**PROBLEM STATEMENT**
With the pictures omitted, repeat exactly the lines below starting with the line that has "column 224, row 323" and going on through the line that has "For the photo above, indicate every instance of the rocky".

**DATA TO USE**
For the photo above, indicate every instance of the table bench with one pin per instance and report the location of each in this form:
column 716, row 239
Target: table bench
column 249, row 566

--

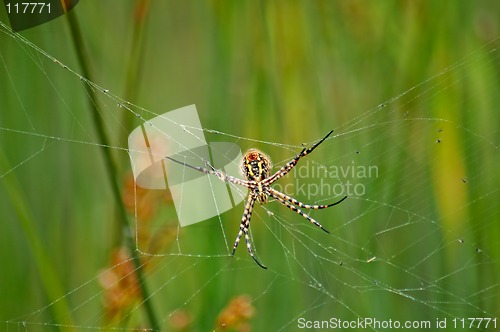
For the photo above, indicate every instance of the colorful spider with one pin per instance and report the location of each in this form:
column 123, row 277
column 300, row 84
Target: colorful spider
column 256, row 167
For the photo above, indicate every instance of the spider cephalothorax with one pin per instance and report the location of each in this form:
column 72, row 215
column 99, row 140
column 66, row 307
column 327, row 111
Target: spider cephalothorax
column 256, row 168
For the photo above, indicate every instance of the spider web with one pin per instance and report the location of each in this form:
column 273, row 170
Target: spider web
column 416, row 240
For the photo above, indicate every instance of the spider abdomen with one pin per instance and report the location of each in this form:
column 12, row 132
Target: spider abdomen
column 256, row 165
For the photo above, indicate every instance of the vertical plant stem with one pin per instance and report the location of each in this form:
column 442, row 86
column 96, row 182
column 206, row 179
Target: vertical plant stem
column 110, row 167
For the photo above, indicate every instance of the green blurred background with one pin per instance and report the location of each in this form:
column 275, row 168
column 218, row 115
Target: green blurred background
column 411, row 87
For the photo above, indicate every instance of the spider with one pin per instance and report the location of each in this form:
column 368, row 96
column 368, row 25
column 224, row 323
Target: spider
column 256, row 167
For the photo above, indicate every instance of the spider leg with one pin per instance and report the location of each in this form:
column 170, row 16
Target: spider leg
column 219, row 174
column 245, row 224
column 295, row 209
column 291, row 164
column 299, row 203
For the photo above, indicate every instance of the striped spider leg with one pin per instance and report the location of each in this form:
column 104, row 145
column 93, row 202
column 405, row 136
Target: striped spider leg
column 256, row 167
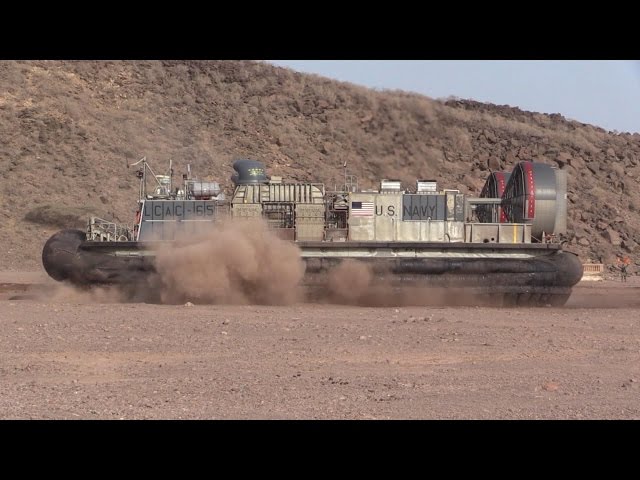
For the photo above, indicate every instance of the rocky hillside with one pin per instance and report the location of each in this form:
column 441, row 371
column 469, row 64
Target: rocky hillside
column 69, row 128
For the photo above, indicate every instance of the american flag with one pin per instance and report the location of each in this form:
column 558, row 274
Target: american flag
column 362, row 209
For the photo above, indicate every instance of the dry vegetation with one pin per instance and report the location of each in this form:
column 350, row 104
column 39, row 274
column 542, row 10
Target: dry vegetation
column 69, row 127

**RESPONSE AREA**
column 224, row 323
Target: spider
column 256, row 167
For the photo above, indicate every instance of the spider leg with one pin per instance and report the location of each in this form:
column 170, row 16
Target: spider leg
column 219, row 174
column 245, row 224
column 295, row 209
column 291, row 164
column 299, row 203
For the photo above, indicate every instance of the striped spider leg with one pin per instance and report the location of each in this form:
column 104, row 145
column 93, row 202
column 405, row 136
Target: striped spider leg
column 256, row 167
For the photo above, indicate every instance of the rocky hillside with one pin per instance and report the location of each in this form:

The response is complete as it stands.